Start of Exercise passage

India’s law on protection of farmers’ rights can be model worthy of emulation for entire world: Droupadi Murmu

New Delhi: President Droupadi Murmu on Tuesday said India’s law on the protection of plant varieties and farmers’ rights can be emulated for the entire world, as it gains importance amid the challenges of climate change.

Addressing the first-ever global symposium on farmers’ rights at the Pusa complex in the national capital, the President said India took the lead in bringing the Protection of Plant Varieties and Farmers Rights Act (PPVFR) way back in 2001, which is aligned to the International Treaty on Plant Genetic Resources for Food and Agriculture to protect farmers.

Under the PPVFR Act, India provides a range of rights to farmers that include use, reuse, save, share and sell the unbranded seeds of a registered variety. Besides, farmers can register their own varieties which get protection, she said.

The President said, “Such an Act can serve as an excellent model worthy of emulation for the entire world.” This also gains importance amid challenges posed by climate change and also to fulfill the Sustainable Development Goals of the United Nations, she added.

Stating that the challenges of climate change have put an onus on the conservation of traditional farmers’ varieties, Murmu said the varieties including millets are not only endowed with inherent tolerance to various stresses on the ecosystem but also hold nutritional profiles that could be key in providing a solution to the food and health requirements of a large population.

The declaration of the year 2023 as the Year of Millets by the UN is a step in this direction, she said.

The President also inaugurated the Plant Authority Bhawan and an online portal for processing registration of plant varieties. She also conferred plant genetic savior awards to six farmer communities and 20 individual farmers.

The four-day symposium from September 12-15, being held for the first time since the adoption of the International Treaty on Plant Genetic Resources for Food and Agriculture in 2001, is expected to have a participation of around 500 delegates including farmers from India and abroad.

Speaking about the International Treaty on Plant Genetic Resources for Food and Agriculture, the President said it is one of the most important international agreements among member countries to conserve, use, and manage plant genetic resources for food and agriculture.

For the first time, the Treaty talked about guaranteeing food security through conservation, exchange, and sustainable use of the world’s plant genetic resources for food and resources, she said.

Highlighting India’s rich biodiversity, Murmu said this has been a treasure trove for the global community at large as the country with only 2.4 per cent of the world’s land area accounts for 7-8 per cent of recorded species of plants and animals.

“Our farmers have toiled and enterprisingly conserved local varieties of plants, domesticated wild plants, and nurtured traditional varieties that have provided the building blocks for different breeding programmes. This has ensured food and nutritional security for human beings and animals,” she said.

Efforts of biodiversity conservers and industrious farmers, scientists and policymakers coupled with government support have played a key role in giving filip to multiple agricultural revolutions in the country, she said.

“…in the raging debate of food sovereignty versus food security, I firmly believe that technology and science can serve as an effective protector and enhancer of heritage knowledge,” she noted.

The President also mentioned that the first-ever symposium will provide a golden opportunity for the world to realign its priorities and programmes according to the needs of humanity and to make common commitments.

End of Exercise passage
Start of Record extracts

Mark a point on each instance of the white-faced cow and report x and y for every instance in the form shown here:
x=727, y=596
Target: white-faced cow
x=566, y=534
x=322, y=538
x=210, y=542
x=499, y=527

End of Record extracts

== Study questions ==
A. Answer these from the article on farmers' rights:
(i) In what year did India bring in the Protection of Plant Varieties and Farmers Rights Act?
(ii) How many farmer communities received plant genetic savior awards?
(iii) What percentage of the world's land area does the President say India has?
B. Reproduce the part of the article on farmers' rights starting with "The President also inaugurated" and going on through "India and abroad.".

== Answers to the exercise ==
A.
(i) 2001
(ii) Six
(iii) 2.4 per cent

B.
The President also inaugurated the Plant Authority Bhawan and an online portal for processing registration of plant varieties. She also conferred plant genetic savior awards to six farmer communities and 20 individual farmers.

The four-day symposium from September 12-15, being held for the first time since the adoption of the International Treaty on Plant Genetic Resources for Food and Agriculture in 2001, is expected to have a participation of around 500 delegates including farmers from India and abroad.